# START OF Data to process
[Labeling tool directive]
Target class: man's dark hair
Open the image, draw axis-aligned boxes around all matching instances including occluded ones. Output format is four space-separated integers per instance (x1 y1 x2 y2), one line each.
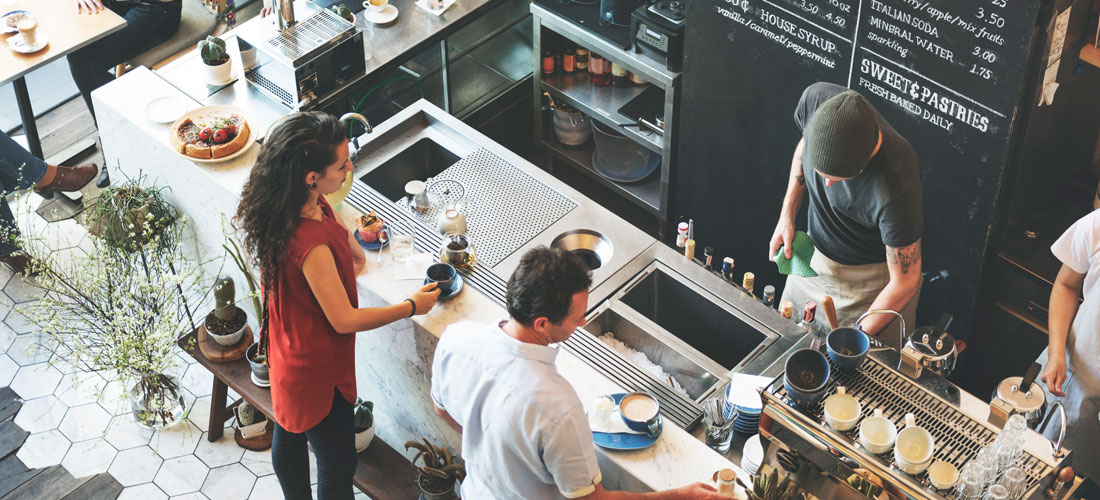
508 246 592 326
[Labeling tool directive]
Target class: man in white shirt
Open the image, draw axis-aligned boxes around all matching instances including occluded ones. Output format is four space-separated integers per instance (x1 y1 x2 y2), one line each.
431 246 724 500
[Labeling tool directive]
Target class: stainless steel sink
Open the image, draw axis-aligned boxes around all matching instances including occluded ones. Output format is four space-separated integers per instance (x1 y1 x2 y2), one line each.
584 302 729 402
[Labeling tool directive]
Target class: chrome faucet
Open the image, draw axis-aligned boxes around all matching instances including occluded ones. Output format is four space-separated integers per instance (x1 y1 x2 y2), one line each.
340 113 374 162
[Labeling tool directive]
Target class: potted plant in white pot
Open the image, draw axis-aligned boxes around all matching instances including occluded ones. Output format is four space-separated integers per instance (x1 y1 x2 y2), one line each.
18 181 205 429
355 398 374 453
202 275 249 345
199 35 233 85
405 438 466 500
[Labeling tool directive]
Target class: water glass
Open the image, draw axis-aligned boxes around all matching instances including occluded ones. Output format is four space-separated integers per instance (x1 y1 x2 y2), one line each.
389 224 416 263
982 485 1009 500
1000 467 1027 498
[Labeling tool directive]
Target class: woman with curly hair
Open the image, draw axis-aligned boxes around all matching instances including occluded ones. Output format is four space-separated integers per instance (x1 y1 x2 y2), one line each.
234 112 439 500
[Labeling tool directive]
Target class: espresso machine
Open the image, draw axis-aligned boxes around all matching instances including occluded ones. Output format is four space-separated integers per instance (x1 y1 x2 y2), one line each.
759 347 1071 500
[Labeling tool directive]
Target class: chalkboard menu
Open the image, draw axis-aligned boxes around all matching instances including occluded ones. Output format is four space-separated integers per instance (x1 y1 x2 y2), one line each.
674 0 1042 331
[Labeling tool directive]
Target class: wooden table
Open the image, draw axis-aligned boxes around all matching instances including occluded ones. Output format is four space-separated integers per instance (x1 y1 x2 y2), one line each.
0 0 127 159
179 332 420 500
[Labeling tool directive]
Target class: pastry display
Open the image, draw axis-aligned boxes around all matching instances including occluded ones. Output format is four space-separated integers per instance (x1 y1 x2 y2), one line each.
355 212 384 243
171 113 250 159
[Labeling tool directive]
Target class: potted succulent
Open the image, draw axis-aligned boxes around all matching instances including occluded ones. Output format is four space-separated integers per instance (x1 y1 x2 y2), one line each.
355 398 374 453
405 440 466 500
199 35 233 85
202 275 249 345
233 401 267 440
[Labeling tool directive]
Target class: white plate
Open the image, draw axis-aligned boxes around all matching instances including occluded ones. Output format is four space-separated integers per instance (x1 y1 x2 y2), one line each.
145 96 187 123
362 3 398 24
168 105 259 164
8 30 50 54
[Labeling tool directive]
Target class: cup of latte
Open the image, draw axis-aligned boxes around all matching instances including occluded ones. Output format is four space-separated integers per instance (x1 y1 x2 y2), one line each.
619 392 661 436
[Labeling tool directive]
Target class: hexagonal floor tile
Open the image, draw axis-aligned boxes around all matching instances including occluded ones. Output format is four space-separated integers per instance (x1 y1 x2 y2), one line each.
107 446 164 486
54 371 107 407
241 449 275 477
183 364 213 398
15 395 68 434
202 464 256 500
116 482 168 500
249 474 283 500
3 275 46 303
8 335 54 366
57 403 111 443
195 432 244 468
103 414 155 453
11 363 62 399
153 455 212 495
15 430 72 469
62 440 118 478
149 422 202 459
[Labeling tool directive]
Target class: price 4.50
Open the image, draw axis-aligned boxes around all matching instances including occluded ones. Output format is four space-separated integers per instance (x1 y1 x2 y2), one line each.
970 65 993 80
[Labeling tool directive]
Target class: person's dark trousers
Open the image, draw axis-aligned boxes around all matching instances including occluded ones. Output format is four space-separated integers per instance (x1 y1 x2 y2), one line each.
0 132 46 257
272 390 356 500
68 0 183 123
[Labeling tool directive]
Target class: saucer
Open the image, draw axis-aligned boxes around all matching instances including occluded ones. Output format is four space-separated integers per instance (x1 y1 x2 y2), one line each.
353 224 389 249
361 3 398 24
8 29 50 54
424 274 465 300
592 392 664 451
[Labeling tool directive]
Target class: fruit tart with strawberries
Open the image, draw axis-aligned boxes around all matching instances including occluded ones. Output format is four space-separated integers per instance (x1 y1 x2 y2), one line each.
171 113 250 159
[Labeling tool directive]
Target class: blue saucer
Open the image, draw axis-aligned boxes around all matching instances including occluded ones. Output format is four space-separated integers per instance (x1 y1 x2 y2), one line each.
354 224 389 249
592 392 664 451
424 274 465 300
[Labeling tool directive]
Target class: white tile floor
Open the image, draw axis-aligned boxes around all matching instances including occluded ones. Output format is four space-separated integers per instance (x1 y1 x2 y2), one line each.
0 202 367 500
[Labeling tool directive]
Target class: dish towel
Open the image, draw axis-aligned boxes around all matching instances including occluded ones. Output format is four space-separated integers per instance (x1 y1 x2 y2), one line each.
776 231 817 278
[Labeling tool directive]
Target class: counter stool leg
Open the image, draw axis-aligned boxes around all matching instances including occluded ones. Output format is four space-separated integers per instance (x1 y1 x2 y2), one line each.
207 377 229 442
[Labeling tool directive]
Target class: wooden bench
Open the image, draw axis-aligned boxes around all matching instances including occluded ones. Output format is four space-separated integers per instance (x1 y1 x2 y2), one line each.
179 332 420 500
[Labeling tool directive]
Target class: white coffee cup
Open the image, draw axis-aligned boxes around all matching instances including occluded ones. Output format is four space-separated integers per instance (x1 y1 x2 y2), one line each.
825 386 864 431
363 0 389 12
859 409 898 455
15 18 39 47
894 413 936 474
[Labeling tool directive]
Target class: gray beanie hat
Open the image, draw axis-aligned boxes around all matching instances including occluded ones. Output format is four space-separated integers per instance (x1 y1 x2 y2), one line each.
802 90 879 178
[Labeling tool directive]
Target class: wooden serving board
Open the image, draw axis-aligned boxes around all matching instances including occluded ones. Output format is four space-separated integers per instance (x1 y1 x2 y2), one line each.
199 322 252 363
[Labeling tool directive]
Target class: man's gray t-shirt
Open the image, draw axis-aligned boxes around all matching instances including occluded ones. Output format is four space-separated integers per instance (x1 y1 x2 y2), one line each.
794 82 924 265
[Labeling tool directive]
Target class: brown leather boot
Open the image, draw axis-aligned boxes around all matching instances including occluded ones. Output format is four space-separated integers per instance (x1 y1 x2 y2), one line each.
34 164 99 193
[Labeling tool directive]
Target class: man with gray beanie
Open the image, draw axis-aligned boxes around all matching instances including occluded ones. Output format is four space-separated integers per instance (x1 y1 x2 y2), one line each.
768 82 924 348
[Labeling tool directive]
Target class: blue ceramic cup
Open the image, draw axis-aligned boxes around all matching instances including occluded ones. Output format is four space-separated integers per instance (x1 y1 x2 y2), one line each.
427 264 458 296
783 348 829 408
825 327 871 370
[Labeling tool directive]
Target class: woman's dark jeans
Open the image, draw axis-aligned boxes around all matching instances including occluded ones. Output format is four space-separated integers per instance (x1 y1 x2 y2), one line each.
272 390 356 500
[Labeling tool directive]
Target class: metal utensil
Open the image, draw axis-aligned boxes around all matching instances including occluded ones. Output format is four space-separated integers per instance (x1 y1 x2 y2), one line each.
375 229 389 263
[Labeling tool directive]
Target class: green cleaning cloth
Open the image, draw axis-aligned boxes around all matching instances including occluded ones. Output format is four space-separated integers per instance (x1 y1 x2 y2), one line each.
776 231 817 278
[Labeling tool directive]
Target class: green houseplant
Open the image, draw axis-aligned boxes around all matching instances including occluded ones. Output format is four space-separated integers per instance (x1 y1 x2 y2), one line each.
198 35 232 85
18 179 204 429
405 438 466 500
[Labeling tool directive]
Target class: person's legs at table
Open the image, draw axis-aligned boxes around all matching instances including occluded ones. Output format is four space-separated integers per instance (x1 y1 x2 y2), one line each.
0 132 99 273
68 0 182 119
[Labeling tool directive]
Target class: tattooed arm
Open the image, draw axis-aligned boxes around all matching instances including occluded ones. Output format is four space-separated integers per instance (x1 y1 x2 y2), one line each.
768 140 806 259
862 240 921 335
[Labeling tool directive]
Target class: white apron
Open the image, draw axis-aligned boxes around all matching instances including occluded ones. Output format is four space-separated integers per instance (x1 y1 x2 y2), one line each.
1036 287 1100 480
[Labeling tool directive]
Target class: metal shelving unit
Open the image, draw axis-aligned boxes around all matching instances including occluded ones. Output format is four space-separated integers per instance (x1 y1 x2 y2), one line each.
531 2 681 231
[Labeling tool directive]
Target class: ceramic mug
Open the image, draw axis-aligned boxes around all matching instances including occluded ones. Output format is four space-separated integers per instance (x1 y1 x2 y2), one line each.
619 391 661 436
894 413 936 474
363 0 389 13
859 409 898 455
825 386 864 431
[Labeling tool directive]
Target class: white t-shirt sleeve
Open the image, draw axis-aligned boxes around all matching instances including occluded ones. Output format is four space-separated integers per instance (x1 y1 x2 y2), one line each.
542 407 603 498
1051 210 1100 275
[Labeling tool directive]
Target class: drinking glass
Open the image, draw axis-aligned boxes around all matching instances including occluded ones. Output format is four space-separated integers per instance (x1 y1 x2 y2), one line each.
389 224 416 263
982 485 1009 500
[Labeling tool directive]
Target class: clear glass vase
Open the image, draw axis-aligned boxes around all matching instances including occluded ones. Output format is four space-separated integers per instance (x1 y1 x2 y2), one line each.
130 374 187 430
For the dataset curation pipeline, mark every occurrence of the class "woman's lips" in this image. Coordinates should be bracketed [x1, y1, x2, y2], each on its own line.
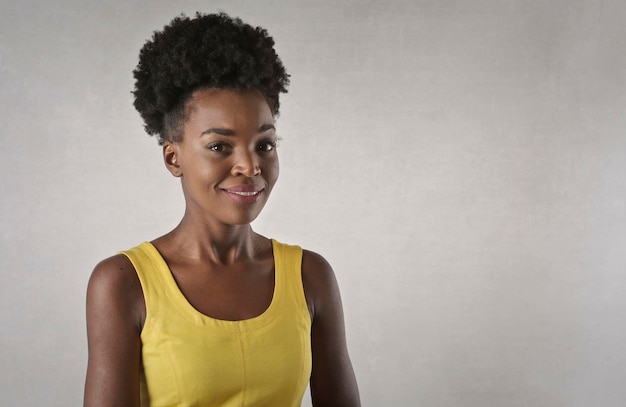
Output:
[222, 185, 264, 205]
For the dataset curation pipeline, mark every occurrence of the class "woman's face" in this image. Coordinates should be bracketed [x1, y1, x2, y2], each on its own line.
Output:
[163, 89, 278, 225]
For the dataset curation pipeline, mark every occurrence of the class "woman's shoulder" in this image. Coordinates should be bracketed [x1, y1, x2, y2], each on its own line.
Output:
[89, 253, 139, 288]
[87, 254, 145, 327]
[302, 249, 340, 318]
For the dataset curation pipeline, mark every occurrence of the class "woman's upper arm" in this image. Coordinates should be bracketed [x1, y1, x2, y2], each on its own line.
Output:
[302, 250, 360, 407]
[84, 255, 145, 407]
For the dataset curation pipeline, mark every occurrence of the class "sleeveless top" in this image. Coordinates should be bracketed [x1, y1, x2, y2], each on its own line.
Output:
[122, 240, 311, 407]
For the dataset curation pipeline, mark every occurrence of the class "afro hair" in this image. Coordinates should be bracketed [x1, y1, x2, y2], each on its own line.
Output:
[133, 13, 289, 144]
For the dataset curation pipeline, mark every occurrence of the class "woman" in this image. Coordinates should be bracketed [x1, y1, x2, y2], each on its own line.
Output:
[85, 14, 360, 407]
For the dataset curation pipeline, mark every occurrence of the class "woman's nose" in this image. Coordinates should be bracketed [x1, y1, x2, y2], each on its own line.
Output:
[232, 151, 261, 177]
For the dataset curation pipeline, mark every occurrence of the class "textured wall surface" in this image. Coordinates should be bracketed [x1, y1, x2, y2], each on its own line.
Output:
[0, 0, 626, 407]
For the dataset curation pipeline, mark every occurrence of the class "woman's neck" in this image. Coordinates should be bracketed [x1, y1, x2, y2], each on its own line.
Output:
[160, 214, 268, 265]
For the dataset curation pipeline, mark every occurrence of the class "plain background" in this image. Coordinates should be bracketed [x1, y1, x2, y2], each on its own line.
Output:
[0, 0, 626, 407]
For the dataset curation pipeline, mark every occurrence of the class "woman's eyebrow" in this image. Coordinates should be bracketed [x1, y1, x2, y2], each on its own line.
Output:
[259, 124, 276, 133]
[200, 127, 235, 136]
# END OF Data to process
- What is expected
Copy out again the part of the records that begins with their first line and ends with the line containing "431 246 724 500", both included. Leave the pictures out of your answer.

- Solved problem
[Labeling tool directive]
Target class: man's dark hair
Open the image, draw axis-aligned boxes around all matching instances including occluded ones. Output format is four space-separated integers per instance (x1 y1 x2 y2), one line each.
508 246 592 326
[Labeling tool directive]
Target class: man in white shirt
Open the image, draw axis-aligned boxes around all matching instances including occluded ones. Output format is four space-separated integers per instance (x1 y1 x2 y2), one line each.
431 246 724 500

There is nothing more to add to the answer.